**Written instruction**
Reproduce the listing below word for word in its entirety, omitting the pictures from your reproduction.

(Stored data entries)
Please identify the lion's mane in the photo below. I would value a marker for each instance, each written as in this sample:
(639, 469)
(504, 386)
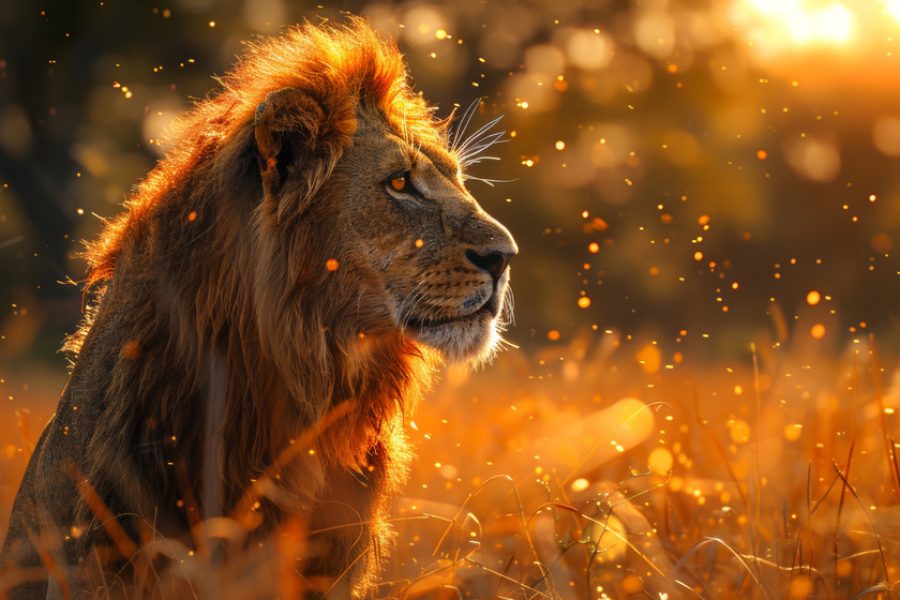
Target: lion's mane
(202, 362)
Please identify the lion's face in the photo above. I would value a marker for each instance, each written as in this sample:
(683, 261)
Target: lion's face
(440, 260)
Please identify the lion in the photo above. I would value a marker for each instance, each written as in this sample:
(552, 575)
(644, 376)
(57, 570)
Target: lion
(266, 311)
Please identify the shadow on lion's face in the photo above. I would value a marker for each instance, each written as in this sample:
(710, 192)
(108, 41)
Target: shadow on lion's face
(441, 260)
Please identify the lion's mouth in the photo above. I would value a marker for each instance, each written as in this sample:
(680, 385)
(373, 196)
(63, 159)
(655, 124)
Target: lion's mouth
(490, 308)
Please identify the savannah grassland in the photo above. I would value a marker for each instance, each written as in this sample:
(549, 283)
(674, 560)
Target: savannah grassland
(603, 467)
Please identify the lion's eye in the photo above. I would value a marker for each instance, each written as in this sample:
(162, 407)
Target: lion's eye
(399, 183)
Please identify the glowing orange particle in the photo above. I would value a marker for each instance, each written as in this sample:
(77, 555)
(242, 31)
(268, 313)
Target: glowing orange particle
(131, 350)
(813, 297)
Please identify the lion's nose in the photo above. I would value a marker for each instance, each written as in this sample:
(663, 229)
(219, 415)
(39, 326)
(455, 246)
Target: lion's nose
(492, 261)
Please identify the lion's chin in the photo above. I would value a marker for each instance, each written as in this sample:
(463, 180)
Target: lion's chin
(472, 339)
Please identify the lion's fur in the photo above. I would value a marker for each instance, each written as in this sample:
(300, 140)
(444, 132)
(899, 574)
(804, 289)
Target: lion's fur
(236, 360)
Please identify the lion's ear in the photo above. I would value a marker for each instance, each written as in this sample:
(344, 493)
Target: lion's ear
(294, 132)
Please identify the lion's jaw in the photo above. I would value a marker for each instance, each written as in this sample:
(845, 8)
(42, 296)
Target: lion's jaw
(473, 336)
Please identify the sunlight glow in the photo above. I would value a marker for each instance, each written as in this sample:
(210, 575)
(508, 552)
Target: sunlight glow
(774, 25)
(892, 8)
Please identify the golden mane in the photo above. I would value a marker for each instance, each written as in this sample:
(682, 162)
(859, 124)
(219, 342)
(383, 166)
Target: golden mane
(330, 63)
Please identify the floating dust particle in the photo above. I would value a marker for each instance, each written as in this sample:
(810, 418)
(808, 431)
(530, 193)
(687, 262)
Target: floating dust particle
(813, 297)
(792, 431)
(650, 358)
(131, 350)
(660, 461)
(580, 484)
(800, 588)
(632, 584)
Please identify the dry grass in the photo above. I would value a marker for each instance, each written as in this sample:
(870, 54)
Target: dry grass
(607, 467)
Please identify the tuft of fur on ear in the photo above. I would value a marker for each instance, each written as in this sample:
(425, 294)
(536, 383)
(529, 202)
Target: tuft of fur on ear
(296, 134)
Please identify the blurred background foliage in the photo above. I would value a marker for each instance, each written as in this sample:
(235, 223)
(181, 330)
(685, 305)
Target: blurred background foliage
(701, 173)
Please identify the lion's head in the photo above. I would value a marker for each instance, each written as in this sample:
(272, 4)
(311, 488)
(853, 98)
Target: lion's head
(277, 278)
(417, 251)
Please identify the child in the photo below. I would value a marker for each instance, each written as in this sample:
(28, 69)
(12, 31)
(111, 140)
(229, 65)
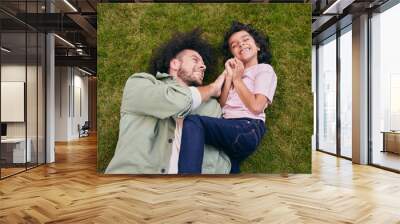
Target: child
(249, 87)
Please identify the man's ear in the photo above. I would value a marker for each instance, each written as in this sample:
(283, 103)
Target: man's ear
(175, 64)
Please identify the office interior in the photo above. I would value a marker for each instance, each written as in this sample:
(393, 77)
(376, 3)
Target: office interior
(48, 79)
(48, 58)
(356, 81)
(356, 113)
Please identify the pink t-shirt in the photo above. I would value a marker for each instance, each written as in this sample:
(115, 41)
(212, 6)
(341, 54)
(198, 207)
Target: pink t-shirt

**Response below**
Please identify the lion's mane in the photo below. I would value a marker for each instance, each written as in this sample:
(639, 469)
(504, 386)
Target: lion's mane
(202, 362)
Please identify the lion's face in the photo above. I would value a marker for each instance, each written as in this sample:
(683, 261)
Target: lion's face
(440, 260)
Please identify the lion in the photo above. I would value a marker for each instance, each written as in this sample:
(552, 575)
(644, 376)
(57, 570)
Target: lion
(266, 311)
Please identify the shadow on lion's face in the photo above. I would value a marker for each instance, each written as in this sample:
(710, 192)
(108, 41)
Target: shadow on lion's face
(441, 260)
Please identify the lion's mouth in the photo above. I would value a marker for each instance, each written as in this sample:
(680, 385)
(373, 196)
(63, 159)
(655, 124)
Target: lion's mouth
(490, 308)
Please identify the savannah grassland in the photo above. I would value a marker for each instance, each written as in this sample:
(549, 283)
(674, 560)
Target: savannah grassland
(603, 467)
Please identify the lion's eye in the photo above. I would value a marker for each instance, each written as in this sample:
(162, 407)
Target: lion's eye
(399, 183)
Please identify the glowing orange particle in the photo above. I would value a marker for each instance, each written as in this sample:
(77, 555)
(242, 31)
(268, 313)
Target: glowing orange particle
(131, 350)
(813, 297)
Please identify the lion's nose in the photo above. I would value a marker for each instance, each written as in this sample:
(663, 229)
(219, 415)
(39, 326)
(455, 246)
Target: lion's nose
(492, 261)
Please identify the lion's chin in the photo above. I would value a marker for each instance, each written as in this sample:
(463, 180)
Target: lion's chin
(472, 339)
Please identify the lion's fur in the photo above. I would value a marker for each instance, each written as in this sample:
(300, 140)
(444, 132)
(899, 574)
(804, 289)
Target: lion's fur
(236, 360)
Please identify the lion's ear in the photo above. I would value a marker for each instance, each written as in this sample:
(344, 493)
Target: lion's ear
(294, 132)
Please identify the lion's jaw in the photo above. I would value a marker for each instance, each written as in this sample:
(845, 8)
(42, 296)
Target: lion's jaw
(473, 336)
Please identify the sunlight glow in the photo above. I would value a marker for each instance, each written as in this sample:
(210, 575)
(508, 552)
Target: sunlight glow
(774, 25)
(892, 8)
Please identify the golden mane in the photo above. I would value a marker for each instance, each written as in this sample:
(682, 162)
(859, 124)
(219, 342)
(383, 166)
Target: golden mane
(330, 63)
Please identify the floating dust particle in the photo above. I would value a marker for each instance, each written as in this sample:
(810, 418)
(808, 431)
(530, 193)
(687, 262)
Target: floating dust particle
(813, 297)
(792, 431)
(650, 358)
(131, 350)
(660, 461)
(580, 484)
(800, 588)
(632, 584)
Please identify the dry grass in the photo above. I would value a marker for each instance, each written as in this sample:
(870, 54)
Target: dry grass
(607, 467)
Please identify the tuft of fur on ear in the photo above. I would value a marker for each instance, each written as in this sample:
(425, 294)
(536, 383)
(529, 202)
Target: tuft of fur on ear
(296, 134)
Please identify the blurred background foliage in the photo above. I would value a marker for each instance, each written as in this sample:
(235, 223)
(181, 330)
(685, 305)
Target: blurred background foliage
(701, 173)
Please identify the lion's head in the photo above. I would value a marker for each instance, each written as in this sample:
(272, 4)
(311, 488)
(853, 98)
Target: lion's head
(277, 278)
(417, 251)
Please identify the child in the photo below. I would value a marker for each instance, each written as in this sample:
(28, 69)
(12, 31)
(111, 140)
(229, 65)
Target: child
(249, 87)
Please identify the man's ear in the photo above. I would value a marker for each instance, each written as in this sample:
(283, 103)
Target: man's ear
(175, 64)
Please identify the office interior in the photo above. I would value a marker for each instance, each written as in this sample:
(393, 77)
(376, 3)
Target: office interior
(48, 79)
(48, 58)
(356, 81)
(356, 113)
Please identify the pink t-shirt in the photo above. I would value a marker for each instance, each written as in this sample:
(115, 41)
(212, 6)
(341, 54)
(198, 207)
Target: pink t-shirt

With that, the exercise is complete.